**Data provided:**
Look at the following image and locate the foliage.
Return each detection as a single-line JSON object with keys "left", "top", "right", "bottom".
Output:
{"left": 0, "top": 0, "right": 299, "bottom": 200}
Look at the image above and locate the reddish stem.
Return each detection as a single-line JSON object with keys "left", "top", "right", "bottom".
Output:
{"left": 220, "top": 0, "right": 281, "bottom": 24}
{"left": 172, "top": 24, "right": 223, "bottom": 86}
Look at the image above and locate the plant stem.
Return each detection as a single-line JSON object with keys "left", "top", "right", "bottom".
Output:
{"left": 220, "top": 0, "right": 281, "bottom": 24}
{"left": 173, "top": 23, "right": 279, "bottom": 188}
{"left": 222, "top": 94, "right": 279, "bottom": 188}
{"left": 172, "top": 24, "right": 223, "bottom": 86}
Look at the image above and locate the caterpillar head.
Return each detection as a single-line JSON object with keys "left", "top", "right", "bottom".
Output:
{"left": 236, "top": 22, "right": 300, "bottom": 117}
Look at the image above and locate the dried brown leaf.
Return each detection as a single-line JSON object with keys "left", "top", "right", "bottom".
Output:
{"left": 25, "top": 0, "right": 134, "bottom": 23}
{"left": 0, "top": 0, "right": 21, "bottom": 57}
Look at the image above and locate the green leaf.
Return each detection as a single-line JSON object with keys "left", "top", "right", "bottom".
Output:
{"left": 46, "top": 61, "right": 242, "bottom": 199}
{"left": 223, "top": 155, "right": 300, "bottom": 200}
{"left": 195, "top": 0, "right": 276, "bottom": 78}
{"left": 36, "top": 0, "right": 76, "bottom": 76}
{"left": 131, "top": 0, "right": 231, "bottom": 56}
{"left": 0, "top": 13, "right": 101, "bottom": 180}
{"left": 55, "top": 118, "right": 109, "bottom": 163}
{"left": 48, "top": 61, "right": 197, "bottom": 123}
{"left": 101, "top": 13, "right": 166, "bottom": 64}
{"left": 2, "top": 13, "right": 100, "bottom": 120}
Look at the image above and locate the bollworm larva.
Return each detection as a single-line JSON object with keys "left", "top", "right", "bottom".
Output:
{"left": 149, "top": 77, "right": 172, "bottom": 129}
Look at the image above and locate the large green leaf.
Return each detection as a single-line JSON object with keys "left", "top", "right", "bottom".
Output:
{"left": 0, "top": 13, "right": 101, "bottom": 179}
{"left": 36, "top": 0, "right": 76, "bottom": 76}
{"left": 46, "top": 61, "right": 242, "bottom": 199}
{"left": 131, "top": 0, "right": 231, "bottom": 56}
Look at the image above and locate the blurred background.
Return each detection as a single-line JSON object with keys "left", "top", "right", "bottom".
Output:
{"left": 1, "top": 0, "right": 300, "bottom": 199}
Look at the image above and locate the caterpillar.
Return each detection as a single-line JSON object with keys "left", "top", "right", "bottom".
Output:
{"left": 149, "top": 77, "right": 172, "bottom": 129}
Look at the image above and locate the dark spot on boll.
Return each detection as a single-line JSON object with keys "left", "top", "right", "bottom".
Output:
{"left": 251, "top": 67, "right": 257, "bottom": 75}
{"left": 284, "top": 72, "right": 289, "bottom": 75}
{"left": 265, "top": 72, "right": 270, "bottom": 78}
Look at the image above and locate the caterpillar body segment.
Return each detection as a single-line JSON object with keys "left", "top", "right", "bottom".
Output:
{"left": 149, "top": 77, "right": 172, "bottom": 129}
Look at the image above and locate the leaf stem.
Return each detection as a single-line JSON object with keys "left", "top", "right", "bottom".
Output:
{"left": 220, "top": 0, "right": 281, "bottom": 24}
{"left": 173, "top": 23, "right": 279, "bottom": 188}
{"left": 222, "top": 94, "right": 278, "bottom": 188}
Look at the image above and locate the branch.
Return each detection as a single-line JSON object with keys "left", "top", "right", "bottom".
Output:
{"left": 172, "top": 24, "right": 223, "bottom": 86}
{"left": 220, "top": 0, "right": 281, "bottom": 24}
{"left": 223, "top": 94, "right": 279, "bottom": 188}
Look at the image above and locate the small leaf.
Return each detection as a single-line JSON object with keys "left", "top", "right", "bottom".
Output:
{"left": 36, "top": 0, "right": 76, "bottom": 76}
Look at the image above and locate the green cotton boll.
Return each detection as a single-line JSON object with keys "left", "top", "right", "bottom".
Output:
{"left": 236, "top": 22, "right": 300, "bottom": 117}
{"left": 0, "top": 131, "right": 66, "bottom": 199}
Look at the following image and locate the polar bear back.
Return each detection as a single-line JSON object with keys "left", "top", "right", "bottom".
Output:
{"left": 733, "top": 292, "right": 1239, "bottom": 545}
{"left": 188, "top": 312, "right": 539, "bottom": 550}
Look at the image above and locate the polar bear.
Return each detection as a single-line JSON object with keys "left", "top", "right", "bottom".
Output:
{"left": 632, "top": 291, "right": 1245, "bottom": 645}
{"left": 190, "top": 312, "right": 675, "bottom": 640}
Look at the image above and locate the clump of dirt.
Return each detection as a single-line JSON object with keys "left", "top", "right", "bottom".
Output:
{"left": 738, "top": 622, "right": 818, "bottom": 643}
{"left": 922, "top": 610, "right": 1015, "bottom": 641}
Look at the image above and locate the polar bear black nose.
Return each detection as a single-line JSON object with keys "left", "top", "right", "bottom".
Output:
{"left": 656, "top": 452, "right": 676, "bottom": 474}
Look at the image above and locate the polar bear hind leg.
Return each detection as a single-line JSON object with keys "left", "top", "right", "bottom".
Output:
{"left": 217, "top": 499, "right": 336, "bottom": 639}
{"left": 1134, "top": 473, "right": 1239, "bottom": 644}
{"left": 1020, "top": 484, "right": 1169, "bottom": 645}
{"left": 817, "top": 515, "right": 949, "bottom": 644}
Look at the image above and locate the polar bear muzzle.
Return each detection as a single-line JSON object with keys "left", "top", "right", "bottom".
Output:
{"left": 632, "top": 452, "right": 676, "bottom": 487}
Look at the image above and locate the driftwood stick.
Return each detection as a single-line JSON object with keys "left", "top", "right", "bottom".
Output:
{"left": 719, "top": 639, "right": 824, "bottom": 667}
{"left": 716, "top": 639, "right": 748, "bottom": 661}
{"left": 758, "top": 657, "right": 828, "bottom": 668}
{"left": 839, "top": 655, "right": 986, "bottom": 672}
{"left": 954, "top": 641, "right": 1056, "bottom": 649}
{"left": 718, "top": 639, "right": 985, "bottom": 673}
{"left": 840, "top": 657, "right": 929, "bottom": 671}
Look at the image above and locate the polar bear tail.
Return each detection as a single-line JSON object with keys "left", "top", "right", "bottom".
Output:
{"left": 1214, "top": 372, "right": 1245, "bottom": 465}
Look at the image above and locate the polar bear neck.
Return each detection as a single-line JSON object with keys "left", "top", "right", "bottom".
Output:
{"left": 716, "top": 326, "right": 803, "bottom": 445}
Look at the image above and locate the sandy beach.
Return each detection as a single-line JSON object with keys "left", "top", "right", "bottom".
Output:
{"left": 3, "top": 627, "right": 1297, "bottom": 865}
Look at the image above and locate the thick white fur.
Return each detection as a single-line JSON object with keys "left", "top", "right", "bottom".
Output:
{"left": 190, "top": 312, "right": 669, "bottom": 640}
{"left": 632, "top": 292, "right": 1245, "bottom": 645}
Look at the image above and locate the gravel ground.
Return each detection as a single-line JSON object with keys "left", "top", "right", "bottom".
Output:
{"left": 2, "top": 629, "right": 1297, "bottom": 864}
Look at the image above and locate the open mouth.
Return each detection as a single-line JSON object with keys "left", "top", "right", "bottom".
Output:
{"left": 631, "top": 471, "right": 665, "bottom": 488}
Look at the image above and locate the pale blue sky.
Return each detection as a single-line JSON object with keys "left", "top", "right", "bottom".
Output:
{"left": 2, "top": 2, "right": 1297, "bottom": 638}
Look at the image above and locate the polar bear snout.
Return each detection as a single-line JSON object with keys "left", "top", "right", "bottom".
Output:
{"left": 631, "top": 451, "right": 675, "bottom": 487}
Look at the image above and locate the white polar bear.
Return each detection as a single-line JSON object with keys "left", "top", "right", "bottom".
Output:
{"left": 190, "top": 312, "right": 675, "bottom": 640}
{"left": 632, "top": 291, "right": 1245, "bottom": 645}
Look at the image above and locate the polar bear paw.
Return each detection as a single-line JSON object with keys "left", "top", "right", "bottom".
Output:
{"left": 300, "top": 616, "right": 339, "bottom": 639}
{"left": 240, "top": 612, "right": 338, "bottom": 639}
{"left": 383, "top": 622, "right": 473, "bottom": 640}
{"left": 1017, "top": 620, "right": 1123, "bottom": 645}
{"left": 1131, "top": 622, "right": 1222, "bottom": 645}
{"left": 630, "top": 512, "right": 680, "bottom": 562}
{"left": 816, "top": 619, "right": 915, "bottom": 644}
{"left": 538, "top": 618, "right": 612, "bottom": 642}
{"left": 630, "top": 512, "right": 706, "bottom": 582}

**Required action:**
Please copy each line of the records above that holds the word "following".

**Completed exercise:**
Look at the following image and locate the foliage.
Look at the following image and locate the polar bear back.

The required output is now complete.